* begin Records for the exercise *
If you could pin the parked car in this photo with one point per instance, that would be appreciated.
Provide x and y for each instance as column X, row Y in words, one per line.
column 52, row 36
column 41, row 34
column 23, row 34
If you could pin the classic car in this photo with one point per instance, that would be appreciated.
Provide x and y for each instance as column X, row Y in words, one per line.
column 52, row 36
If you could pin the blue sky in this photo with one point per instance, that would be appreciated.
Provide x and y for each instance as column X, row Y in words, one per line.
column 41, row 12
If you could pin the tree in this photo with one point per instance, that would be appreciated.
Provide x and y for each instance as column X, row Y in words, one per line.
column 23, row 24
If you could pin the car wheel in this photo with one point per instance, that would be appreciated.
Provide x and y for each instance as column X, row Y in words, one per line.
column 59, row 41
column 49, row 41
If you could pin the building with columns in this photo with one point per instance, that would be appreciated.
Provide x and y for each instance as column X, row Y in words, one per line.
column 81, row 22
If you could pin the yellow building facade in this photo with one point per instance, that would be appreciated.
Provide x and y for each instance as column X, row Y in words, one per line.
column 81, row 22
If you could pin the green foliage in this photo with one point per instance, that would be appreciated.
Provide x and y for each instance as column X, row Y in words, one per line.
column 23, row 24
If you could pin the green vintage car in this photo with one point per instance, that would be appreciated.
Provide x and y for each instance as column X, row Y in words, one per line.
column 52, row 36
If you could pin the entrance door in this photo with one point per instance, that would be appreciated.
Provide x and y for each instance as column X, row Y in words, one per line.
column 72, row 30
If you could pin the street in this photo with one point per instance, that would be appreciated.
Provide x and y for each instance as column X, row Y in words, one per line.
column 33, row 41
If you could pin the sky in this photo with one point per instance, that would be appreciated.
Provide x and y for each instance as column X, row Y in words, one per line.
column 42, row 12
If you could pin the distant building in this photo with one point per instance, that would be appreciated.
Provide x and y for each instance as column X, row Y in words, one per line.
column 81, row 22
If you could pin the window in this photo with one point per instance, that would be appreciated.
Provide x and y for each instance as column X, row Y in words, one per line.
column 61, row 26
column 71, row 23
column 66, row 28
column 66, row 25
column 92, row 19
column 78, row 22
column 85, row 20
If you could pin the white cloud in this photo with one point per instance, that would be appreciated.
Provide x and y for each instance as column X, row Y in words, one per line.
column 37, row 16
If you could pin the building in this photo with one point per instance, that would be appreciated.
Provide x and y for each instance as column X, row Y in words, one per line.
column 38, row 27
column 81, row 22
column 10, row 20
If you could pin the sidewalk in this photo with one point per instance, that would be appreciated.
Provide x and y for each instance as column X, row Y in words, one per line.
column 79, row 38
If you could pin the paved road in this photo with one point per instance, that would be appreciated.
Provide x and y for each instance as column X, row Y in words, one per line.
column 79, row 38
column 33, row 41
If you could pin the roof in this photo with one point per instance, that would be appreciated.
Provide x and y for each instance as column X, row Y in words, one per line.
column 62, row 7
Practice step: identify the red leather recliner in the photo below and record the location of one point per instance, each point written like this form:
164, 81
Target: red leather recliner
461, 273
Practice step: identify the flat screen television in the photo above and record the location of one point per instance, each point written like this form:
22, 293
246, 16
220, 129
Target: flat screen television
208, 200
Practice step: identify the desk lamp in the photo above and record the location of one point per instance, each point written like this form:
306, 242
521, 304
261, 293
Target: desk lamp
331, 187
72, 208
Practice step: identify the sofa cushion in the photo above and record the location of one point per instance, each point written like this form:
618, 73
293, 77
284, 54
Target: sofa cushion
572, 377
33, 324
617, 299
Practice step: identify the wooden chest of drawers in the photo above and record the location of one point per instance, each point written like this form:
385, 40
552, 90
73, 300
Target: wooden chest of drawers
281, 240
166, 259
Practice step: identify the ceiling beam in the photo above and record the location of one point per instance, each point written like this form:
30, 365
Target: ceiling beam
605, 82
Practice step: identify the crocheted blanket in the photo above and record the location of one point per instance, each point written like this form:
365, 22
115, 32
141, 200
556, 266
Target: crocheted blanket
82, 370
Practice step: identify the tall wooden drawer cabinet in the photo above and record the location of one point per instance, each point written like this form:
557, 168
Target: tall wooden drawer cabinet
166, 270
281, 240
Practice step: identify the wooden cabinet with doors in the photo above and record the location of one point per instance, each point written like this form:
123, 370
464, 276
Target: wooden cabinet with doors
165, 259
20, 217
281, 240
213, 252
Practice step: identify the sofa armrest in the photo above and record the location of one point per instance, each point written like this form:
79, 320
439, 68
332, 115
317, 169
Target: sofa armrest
* end Records for the exercise *
-- Work required --
Give the lines of the data as a numbered list, from the line with "If you could pin the window" to the line with "column 85, row 20", both included, leaving out any blank lines.

-- Exercise response --
1. If you could pin the window in this photo with one point per instance, that would be appreciated.
2. Provide x and y for each instance as column X, row Y in words, one per line.
3. column 61, row 26
4. column 71, row 23
5. column 66, row 28
6. column 66, row 25
7. column 92, row 19
8. column 78, row 22
9. column 85, row 20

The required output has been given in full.